Ausgangstext ▸
********

Günther: Im Moment ist das Entscheidende, was wir machen, wir sind in Guinea aktiv mit einem Labor und betreiben dort Diagnostik, seit März. Das ist ein europäisches Projekt, an dem nicht nur das BNI beteiligt ist, sondern viele andere europäische Institutionen, auch andere deutsche Institutionen beteiligt sind. Ansonsten beschäftigen wir uns damit, nach, sagen wir mal, existierenden Wirkstoffen zu schauen, die eventuell auch gegen Ebola aktiv sind, also keine Medikamentenentwicklung in dem Sinne, sondern sehen, ob bestimmte andere Medikamente vielleicht auch eine Wirksamkeit für Ebola haben, denn die könnten dann relativ einfach eingesetzt werden.
"Dafür sind es in der Tat zu wenig Infizierte"
von Billerbeck: Was sind das für Stoffe?

********

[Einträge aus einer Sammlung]
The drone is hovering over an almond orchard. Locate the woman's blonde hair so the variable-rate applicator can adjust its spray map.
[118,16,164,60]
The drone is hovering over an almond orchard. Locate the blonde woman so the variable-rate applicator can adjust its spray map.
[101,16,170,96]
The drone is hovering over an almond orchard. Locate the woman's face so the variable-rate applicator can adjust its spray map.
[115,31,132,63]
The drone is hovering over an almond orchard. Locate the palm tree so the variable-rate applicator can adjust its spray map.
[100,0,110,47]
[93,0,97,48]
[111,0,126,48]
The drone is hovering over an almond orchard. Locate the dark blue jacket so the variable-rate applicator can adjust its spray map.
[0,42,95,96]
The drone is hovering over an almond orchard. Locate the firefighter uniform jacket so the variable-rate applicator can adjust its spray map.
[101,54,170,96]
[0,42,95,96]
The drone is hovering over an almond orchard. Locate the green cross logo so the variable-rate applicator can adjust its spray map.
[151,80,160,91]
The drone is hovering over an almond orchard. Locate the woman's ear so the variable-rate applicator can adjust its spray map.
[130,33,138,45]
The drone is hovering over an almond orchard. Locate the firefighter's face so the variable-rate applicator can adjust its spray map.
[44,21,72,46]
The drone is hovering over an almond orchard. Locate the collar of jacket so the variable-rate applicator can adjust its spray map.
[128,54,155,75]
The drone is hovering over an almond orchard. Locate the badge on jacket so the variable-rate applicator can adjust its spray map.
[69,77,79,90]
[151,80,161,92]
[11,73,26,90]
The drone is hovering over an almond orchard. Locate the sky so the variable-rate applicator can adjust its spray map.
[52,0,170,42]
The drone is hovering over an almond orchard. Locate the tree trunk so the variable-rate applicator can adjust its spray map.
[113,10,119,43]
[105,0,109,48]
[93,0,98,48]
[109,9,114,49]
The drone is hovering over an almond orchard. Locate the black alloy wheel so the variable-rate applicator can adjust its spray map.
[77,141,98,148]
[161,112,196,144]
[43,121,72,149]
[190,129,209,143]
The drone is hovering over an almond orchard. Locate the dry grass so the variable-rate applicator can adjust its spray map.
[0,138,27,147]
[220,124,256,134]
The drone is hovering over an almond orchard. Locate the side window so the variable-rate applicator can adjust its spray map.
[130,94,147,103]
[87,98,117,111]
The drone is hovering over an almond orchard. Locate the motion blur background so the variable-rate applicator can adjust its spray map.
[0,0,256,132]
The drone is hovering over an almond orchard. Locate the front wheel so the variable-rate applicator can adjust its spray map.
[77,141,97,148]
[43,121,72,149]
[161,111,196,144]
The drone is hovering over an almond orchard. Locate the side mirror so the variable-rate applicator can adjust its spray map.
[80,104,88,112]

********

Aufgabe A ▸
Entnimm dem Ausgangstext bitte den Abschnitt, der mit den Worten „Günther: Im Moment“ beginnt und nach den Worten „das für Stoffe?“ endet.
Aufgabe B ▸
Nenne alle Namen von Personen, Ländern, Einrichtungen und Krankheiten, die im Ausgangstext vorkommen.
Die Einträge haben mit dem Ausgangstext nichts zu tun.

Schriftliche Antwort A ▸
Günther: Im Moment ist das Entscheidende, was wir machen, wir sind in Guinea aktiv mit einem Labor und betreiben dort Diagnostik, seit März. Das ist ein europäisches Projekt, an dem nicht nur das BNI beteiligt ist, sondern viele andere europäische Institutionen, auch andere deutsche Institutionen beteiligt sind. Ansonsten beschäftigen wir uns damit, nach, sagen wir mal, existierenden Wirkstoffen zu schauen, die eventuell auch gegen Ebola aktiv sind, also keine Medikamentenentwicklung in dem Sinne, sondern sehen, ob bestimmte andere Medikamente vielleicht auch eine Wirksamkeit für Ebola haben, denn die könnten dann relativ einfach eingesetzt werden.
"Dafür sind es in der Tat zu wenig Infizierte"
von Billerbeck: Was sind das für Stoffe?

Schriftliche Antwort B ▸
Günther, Guinea, BNI, Ebola, von Billerbeck